Document extract:
____
As Summer of Reproduciblity (SoR) 2024 comes to an end, I took the time to reflect on my time working on GenScale, the challenges I faced, and the future works & impacts I hope *GenScale* create for our community.

## Milestones & Challenges

The time I spent working on *GenScale* during SoR can be classified into three phases:

**1. Per-Application Container & Input Creation.**

Containerization is the current de-facto standard for genomics workflow execution, thus I designed *GenScale* to execute applications as containers. This requires me to package each application included in the benchmark as a container. I use state-of-art DNA-Seq & RNA-Seq alignment workflows as references for the list of applications & workflow structure. The container images & source files I created are publicy available in GitHub [(Deliverables #1)](#deliverables)
____
Data section:
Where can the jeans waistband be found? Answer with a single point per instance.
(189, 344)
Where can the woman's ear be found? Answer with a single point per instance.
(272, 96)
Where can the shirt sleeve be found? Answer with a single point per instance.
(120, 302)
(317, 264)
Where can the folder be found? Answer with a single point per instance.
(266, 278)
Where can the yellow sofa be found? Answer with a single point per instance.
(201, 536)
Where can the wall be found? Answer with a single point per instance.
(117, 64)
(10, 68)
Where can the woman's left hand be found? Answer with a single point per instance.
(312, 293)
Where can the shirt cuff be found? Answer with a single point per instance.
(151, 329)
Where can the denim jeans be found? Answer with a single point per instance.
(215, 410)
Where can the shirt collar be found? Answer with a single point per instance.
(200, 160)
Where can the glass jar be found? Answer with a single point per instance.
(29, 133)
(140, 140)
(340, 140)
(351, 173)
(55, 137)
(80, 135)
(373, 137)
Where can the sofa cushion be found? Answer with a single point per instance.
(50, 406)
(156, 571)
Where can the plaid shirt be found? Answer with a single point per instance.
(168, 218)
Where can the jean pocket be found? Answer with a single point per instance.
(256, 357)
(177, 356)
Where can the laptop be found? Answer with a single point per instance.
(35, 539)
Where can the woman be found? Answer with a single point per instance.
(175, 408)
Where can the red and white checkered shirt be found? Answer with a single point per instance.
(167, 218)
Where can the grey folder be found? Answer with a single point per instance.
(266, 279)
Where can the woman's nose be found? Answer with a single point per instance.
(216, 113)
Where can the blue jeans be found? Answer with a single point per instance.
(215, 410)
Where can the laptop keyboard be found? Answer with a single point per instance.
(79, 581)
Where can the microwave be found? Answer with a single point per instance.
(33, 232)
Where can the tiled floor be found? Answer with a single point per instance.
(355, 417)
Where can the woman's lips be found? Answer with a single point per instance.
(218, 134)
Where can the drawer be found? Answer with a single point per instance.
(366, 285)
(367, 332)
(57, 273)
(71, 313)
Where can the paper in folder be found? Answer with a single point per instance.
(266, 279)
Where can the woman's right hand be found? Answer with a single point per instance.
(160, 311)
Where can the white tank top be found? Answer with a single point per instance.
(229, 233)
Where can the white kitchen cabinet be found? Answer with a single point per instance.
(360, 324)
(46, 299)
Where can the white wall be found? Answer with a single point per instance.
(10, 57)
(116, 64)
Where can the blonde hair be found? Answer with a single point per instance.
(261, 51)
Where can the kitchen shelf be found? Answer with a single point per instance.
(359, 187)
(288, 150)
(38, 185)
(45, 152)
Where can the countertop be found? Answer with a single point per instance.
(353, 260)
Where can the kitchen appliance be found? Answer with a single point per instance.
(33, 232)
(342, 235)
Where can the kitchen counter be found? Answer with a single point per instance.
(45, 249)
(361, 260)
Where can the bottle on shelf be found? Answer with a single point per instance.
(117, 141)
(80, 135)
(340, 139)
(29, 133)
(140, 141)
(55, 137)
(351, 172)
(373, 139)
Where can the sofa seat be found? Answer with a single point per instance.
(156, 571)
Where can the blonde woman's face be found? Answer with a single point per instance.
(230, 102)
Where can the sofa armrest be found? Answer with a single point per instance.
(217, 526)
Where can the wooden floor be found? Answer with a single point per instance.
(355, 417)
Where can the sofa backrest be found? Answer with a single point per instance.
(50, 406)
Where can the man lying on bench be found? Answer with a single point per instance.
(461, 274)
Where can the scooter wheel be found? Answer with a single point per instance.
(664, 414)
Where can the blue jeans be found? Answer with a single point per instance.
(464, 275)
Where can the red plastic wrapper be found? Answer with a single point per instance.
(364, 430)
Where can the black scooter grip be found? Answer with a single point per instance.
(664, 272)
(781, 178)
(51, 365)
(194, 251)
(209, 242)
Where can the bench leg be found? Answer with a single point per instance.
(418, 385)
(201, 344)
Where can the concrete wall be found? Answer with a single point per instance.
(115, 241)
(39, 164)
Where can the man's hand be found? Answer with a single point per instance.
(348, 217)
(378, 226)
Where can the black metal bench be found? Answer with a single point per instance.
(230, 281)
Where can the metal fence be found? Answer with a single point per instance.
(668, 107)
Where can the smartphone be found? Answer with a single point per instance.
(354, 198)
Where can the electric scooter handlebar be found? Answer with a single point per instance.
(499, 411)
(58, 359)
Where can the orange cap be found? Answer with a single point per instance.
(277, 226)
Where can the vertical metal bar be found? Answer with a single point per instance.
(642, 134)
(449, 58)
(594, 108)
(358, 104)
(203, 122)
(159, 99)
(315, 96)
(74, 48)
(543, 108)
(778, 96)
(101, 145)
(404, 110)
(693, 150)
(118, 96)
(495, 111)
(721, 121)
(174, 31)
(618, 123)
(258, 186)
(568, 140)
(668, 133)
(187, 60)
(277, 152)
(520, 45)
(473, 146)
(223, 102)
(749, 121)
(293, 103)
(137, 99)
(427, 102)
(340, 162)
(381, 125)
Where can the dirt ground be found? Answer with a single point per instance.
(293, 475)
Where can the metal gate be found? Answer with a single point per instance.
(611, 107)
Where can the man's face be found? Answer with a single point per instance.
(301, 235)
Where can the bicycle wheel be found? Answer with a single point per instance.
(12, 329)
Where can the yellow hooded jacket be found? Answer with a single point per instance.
____
Things to do:
**A)** Based on the GenScale reflection, explain in one to three sentences why the author designed GenScale to run applications as containers.
**B)** In the GenScale reflection, what did the author use as references for the list of applications and the workflow structure?

Answers to this exercise:
**A)** Containerization is the current de-facto standard for genomics workflow execution, so the author designed GenScale to execute applications as containers. This meant packaging each application in the benchmark as a container.

**B)** State-of-the-art DNA-Seq and RNA-Seq alignment workflows.